Give back exactly the lines from the line that contains "Where can you spot the sunlit" to the last line of the listing below, inclusive, and no others.

====== SOURCE DATA ======

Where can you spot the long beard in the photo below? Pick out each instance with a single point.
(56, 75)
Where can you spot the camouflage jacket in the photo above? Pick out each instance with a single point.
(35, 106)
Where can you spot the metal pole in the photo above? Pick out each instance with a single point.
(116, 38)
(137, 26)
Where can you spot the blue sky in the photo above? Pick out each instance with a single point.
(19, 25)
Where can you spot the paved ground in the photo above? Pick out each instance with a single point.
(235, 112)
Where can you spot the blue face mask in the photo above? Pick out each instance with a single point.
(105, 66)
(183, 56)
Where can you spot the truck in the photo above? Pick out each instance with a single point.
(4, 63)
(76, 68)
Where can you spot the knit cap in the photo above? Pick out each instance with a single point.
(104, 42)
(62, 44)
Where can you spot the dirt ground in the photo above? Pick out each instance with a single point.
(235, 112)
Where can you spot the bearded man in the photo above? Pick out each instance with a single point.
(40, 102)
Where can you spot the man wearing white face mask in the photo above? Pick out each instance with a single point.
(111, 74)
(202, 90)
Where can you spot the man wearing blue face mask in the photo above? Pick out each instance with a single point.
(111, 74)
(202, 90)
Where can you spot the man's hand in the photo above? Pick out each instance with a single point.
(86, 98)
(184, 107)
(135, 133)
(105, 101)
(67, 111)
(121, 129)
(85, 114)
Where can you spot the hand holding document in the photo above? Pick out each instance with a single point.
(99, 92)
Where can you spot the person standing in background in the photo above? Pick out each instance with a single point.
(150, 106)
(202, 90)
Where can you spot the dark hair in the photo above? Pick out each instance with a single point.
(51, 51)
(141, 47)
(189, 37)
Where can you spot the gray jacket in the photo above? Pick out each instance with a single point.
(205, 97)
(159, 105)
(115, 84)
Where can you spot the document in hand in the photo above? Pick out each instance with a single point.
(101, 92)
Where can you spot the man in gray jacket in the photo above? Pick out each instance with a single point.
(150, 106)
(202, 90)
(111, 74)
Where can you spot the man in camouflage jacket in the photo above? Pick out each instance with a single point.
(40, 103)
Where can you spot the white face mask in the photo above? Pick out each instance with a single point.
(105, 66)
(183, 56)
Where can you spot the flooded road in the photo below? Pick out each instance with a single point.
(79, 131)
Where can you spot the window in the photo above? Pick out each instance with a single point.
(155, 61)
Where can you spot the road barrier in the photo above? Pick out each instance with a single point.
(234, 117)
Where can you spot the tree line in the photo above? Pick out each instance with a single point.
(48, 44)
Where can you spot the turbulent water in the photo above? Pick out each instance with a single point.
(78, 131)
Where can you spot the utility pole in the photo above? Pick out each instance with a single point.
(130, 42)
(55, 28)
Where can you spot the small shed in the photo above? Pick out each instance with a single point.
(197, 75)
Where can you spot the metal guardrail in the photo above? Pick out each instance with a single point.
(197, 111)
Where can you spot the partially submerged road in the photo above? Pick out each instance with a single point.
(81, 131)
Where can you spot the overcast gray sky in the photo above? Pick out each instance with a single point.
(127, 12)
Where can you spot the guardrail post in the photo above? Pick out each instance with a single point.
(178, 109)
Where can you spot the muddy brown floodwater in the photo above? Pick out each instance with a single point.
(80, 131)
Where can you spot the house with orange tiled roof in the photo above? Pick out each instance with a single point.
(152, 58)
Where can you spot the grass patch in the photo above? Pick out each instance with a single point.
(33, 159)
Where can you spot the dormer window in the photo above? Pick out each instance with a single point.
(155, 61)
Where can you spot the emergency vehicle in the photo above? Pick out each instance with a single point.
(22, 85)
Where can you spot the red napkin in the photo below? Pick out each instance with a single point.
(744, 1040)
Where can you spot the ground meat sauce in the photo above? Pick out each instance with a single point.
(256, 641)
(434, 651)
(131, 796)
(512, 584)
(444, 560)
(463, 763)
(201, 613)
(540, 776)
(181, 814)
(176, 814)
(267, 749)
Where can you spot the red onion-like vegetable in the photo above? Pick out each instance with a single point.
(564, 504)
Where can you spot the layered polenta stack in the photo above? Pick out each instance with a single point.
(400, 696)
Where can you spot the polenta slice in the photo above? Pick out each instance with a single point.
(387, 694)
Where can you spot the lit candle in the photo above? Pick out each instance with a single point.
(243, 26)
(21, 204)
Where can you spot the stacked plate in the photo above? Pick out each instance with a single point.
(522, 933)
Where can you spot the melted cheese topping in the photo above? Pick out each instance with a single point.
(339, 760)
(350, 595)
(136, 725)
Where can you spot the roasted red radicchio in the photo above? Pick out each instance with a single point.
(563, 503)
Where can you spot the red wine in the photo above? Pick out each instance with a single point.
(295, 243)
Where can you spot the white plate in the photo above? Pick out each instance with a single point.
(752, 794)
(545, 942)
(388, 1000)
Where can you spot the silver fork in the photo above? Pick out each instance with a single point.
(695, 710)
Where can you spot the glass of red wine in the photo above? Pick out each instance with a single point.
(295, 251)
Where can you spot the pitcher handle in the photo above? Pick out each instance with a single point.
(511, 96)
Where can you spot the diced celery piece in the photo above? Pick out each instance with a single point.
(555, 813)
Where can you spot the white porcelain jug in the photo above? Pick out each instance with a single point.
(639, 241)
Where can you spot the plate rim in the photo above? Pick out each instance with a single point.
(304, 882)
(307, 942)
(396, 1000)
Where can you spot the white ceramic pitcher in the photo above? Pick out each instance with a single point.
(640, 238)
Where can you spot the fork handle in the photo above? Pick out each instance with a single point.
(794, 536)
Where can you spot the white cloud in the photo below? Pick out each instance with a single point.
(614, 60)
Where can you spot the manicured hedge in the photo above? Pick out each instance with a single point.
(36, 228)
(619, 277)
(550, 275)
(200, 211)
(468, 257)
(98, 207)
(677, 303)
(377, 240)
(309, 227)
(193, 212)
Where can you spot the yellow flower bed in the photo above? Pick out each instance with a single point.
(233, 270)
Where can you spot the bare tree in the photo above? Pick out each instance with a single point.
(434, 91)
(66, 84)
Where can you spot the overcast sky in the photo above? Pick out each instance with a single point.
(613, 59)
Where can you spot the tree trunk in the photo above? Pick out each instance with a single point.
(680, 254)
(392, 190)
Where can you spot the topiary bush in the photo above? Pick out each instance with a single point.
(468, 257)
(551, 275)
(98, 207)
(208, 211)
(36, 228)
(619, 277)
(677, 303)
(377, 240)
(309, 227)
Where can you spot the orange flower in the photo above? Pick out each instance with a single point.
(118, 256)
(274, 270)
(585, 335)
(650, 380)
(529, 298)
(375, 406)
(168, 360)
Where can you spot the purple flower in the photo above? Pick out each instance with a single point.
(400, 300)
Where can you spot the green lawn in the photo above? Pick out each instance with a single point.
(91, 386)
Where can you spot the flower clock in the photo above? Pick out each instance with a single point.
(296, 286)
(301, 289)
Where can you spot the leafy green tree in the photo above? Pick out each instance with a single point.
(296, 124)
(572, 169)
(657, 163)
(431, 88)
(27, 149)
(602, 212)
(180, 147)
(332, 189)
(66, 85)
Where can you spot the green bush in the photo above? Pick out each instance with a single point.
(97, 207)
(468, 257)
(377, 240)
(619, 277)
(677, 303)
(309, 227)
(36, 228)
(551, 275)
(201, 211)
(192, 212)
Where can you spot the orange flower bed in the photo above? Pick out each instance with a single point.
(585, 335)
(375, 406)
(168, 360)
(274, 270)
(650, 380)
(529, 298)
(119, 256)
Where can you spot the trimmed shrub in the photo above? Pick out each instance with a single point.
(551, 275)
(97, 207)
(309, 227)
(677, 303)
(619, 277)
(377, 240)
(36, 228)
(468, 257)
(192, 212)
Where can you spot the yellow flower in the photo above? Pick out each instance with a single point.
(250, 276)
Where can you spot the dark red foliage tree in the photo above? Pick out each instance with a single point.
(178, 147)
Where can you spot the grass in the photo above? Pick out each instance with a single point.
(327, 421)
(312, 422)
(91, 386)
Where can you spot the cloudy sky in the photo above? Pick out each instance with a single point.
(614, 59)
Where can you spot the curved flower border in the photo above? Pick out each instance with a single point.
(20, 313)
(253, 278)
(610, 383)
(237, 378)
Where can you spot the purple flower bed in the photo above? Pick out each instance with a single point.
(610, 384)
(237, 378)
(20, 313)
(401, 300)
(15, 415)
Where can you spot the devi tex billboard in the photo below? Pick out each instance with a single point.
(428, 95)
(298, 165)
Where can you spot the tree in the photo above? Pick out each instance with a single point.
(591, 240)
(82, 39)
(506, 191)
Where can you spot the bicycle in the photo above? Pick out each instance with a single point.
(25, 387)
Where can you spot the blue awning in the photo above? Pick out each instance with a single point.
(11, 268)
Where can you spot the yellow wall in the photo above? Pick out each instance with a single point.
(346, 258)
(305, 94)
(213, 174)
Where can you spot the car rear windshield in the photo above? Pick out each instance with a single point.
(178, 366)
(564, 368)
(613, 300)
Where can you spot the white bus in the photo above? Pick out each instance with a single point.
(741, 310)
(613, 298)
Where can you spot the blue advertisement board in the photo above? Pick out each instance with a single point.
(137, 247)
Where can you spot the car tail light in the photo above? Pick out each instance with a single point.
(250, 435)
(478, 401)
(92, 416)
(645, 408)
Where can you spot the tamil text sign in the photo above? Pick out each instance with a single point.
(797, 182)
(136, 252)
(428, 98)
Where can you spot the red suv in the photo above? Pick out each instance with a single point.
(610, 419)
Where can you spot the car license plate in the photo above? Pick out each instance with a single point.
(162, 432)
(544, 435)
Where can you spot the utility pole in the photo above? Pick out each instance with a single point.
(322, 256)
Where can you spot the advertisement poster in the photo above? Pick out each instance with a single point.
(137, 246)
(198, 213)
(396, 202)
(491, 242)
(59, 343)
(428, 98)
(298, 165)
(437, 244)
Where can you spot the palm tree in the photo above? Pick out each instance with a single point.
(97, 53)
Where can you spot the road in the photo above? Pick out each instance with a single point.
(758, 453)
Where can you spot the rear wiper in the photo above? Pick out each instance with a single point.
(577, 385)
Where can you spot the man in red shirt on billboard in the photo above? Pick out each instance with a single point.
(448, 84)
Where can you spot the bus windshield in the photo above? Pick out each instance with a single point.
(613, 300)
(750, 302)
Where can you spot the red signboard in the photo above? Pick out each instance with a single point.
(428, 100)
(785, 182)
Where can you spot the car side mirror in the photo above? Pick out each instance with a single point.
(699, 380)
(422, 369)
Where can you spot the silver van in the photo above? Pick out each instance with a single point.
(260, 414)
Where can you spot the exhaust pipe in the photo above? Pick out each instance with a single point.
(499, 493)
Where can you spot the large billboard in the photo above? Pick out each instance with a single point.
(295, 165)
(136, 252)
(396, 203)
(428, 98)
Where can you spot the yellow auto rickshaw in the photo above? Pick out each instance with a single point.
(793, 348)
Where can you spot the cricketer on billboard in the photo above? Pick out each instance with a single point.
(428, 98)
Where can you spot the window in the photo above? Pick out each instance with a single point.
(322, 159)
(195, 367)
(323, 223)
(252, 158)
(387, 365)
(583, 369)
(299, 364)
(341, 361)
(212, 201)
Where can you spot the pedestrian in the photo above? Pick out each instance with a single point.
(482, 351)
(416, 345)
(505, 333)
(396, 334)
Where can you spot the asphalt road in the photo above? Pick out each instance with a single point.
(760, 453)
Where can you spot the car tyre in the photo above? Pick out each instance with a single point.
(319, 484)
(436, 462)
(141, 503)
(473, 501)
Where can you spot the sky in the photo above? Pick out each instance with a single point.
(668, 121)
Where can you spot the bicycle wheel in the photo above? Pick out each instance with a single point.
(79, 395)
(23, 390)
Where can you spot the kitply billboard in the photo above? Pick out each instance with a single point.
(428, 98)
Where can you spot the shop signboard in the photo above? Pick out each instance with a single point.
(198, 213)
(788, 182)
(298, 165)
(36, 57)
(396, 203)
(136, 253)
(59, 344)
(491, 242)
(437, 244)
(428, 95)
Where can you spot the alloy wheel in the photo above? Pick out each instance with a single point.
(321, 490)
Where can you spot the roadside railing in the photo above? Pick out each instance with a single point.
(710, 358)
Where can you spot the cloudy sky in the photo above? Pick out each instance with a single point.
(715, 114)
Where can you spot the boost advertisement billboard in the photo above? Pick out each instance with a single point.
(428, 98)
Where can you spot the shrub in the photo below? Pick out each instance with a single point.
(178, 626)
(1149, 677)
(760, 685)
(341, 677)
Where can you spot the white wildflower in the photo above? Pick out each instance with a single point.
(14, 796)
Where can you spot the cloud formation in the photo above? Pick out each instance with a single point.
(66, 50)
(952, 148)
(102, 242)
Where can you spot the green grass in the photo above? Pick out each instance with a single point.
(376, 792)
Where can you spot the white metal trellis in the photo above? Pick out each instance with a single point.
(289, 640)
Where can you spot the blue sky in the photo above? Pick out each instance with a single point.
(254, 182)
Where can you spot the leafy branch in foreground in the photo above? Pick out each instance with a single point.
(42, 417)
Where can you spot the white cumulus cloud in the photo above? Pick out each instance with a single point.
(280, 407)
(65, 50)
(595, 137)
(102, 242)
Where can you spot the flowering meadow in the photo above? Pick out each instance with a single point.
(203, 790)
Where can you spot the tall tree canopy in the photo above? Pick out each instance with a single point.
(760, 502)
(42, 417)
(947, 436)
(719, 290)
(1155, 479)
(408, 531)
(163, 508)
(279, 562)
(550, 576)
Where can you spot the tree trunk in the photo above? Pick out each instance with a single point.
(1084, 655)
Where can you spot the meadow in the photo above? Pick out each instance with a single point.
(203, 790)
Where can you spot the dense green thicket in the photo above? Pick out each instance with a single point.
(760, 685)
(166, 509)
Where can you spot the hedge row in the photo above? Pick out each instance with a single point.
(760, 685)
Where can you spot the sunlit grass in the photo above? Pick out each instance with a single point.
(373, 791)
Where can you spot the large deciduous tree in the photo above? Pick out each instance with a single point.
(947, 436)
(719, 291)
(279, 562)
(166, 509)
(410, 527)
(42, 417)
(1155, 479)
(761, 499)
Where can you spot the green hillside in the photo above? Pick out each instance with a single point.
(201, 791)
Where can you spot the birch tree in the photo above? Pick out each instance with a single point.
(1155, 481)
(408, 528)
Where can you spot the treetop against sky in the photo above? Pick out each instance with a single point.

======

> **ANSWER TO THIS TASK**:
Where can you spot the sunlit grass in the photo above? Pick out each instance with a single point.
(373, 791)
Where can you spot the large deciduous tree in the photo above? Pick out each instance with a single point.
(947, 436)
(719, 291)
(279, 562)
(166, 509)
(410, 527)
(42, 417)
(1155, 479)
(761, 499)
Where can you spot the green hillside in the photo above? Pick out each instance with a single point.
(201, 791)
Where can you spot the birch tree in the photo above? Pick out each instance with a single point.
(1155, 481)
(408, 528)
Where can you spot the treetop against sky in the photo above? Pick out each instance with a single point.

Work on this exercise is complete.